[Ejercicios]:
- a) Según el texto sobre el antiguo presidio, ¿qué nombre le daban al gigantesco comedor del penal?
- b) Imprime el pasaje del texto sobre el antiguo presidio que comienza en "Por aquí pasaron" y termina en "engrosar sus propiedades.".

Este edificio, más pequeño, es el único en buen estado.  El resto, incluyendo los cuatro “paquidermos” de concreto vistos por Pablo 86 años atrás siguen en el mismo lugar, raídos por el tiempo y sucesivas intervenciones: primero las rejas que terminaron fundidas en las acerías de La Habana, luego las maderas preciosas de los muebles del gigantesco comedor. El comedor de los tres mil silencios, le llamaban porque en el comía a la vez toda la población del penal, sumida en la quietud de la disciplina “consciente”, como la definió el tristemente célebre capitán Castells cuyo discurso de recibimiento a los recién llegados sigue siendo memorablemente irónico:
Pablo lo reprodujo así:
“Señores: este penal es una casa de disciplina y de orden. Aquí todo se hace de acuerdo con un reglamento acatado por todos. Esta es una casa de disciplina y reforma, y también de trabajo. Todo aquí se realiza bajo un plan humanitario, porque a mí no me gusta hacer el mal; al contrario, más bien me gusta hacer el bien que el mal y todo el que me ayude es mi amigo… Y el que no me ayuda no es mi amigo… La disciplina que yo tengo aquí es una disciplina necesaria y bastante rígida, pero igual para todos; es, en una palabra, una disciplina consiente…”
Todavía hasta mediados de los años 60 de pasado siglo el Presidio continuó fungiendo como tal y los más viejos recuerdan a los presos andando por los potreros de La Reforma, mucho más al sur, ejerciendo como vaqueros con una “P” pintada en las espaldas de sus camisas que identificada su condición. Luego el edificio administrativo se convirtió en Palacio de Pioneros hasta que las penurias de los 90 lo redujeron a solo una de las antiguas viviendas de los oficiales.
Más tarde los huracanes de principios de este siglo hicieron pasaron factura a los techos y a la cerca perimetral, quedando el lugar a merced de los depredadores humanos, imposibles de contener por los trabajadores del lugar.
Por aquí pasaron asesinos y criminales de toda clase, mezclados con infelices campesinos a quienes se les condenaba por delitos jamás cometidos solo para complacer a los terrateniente ambiciosos de engrosar sus propiedades.

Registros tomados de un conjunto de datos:
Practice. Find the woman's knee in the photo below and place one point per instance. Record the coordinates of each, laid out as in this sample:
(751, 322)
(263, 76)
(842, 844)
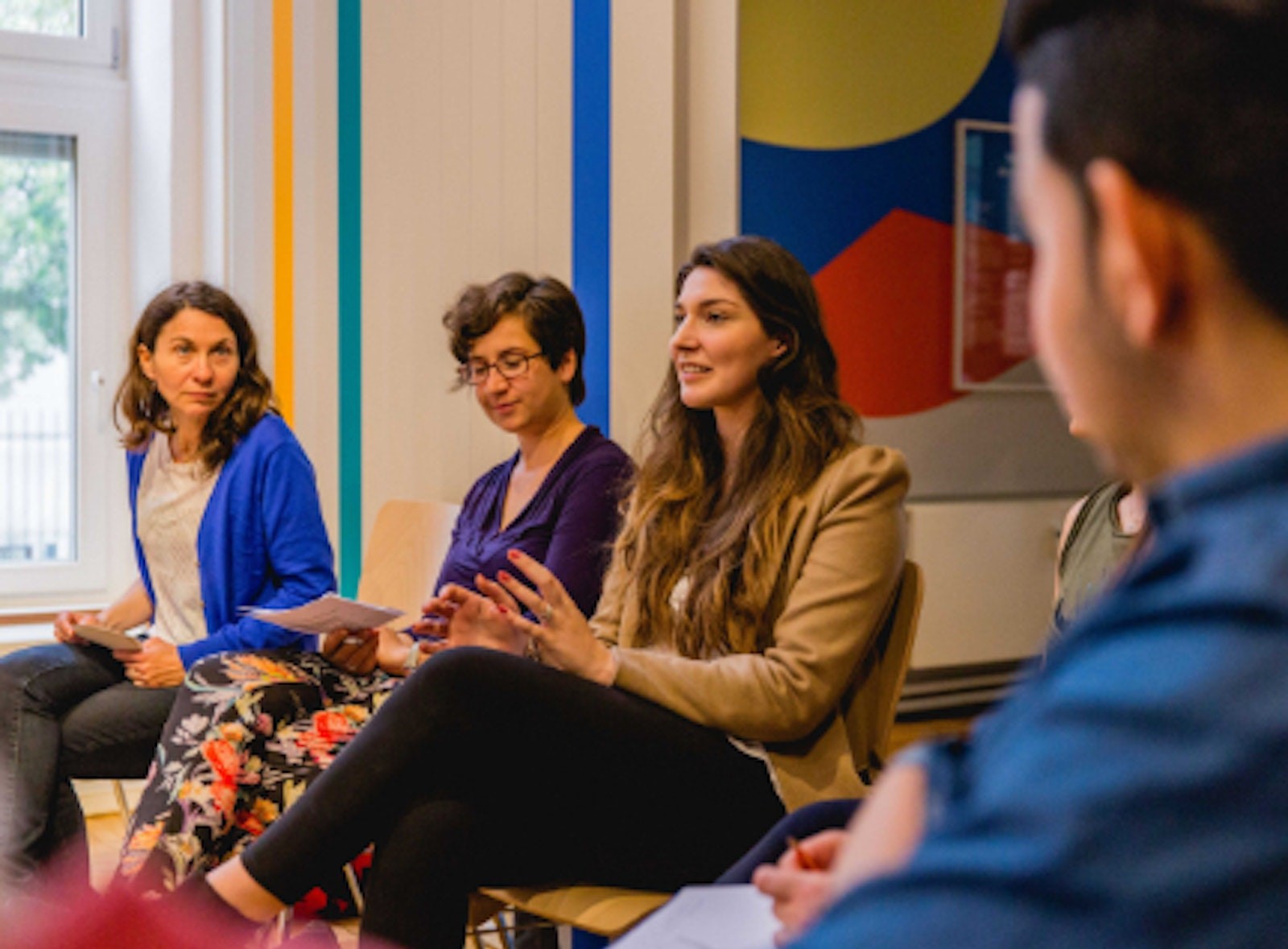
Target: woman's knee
(463, 678)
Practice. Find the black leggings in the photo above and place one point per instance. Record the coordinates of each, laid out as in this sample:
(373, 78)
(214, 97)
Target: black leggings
(489, 769)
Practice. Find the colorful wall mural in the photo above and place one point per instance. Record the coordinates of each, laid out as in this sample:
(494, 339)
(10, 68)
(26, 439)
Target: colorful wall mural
(848, 111)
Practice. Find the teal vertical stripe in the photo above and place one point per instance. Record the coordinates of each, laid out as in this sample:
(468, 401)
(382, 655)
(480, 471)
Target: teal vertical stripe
(592, 195)
(349, 274)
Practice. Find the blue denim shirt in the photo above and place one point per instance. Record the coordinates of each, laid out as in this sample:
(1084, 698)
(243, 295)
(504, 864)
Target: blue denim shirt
(1135, 791)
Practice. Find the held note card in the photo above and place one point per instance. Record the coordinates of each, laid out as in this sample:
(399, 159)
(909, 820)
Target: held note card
(326, 613)
(708, 917)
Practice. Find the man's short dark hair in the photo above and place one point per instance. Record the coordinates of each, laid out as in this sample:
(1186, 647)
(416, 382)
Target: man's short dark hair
(1189, 96)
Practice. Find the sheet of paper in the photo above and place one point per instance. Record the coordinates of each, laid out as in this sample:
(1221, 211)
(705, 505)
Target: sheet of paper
(708, 917)
(326, 613)
(103, 637)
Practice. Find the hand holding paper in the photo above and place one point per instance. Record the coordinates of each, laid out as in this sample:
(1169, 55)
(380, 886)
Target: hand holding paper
(325, 614)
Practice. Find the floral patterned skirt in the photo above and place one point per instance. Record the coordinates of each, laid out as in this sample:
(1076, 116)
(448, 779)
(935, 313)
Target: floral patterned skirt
(248, 736)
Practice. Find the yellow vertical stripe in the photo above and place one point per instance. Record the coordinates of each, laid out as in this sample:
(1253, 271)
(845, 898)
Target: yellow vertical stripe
(283, 208)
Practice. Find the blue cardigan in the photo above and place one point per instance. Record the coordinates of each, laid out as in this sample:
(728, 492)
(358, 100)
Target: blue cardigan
(262, 541)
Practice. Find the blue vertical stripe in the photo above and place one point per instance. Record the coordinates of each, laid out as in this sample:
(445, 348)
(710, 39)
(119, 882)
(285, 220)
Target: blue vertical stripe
(349, 274)
(592, 193)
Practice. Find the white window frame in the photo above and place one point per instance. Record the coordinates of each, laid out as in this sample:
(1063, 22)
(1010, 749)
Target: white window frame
(100, 43)
(94, 109)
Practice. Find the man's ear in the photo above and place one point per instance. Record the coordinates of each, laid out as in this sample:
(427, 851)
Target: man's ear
(1141, 259)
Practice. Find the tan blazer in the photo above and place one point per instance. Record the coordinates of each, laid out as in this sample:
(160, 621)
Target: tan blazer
(805, 697)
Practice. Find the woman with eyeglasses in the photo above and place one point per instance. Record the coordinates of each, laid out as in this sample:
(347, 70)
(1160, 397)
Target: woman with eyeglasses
(253, 730)
(728, 675)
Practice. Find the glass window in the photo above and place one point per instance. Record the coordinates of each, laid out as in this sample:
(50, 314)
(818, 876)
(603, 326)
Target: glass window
(48, 17)
(38, 437)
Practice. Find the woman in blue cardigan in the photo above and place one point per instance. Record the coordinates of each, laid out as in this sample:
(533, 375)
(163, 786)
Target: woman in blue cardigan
(225, 514)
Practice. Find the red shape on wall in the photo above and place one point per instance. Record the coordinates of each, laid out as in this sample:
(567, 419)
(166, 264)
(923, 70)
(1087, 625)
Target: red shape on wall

[Respuestas escritas]:
- a) Le llamaban el comedor de los tres mil silencios.

- b)
Por aquí pasaron asesinos y criminales de toda clase, mezclados con infelices campesinos a quienes se les condenaba por delitos jamás cometidos solo para complacer a los terrateniente ambiciosos de engrosar sus propiedades.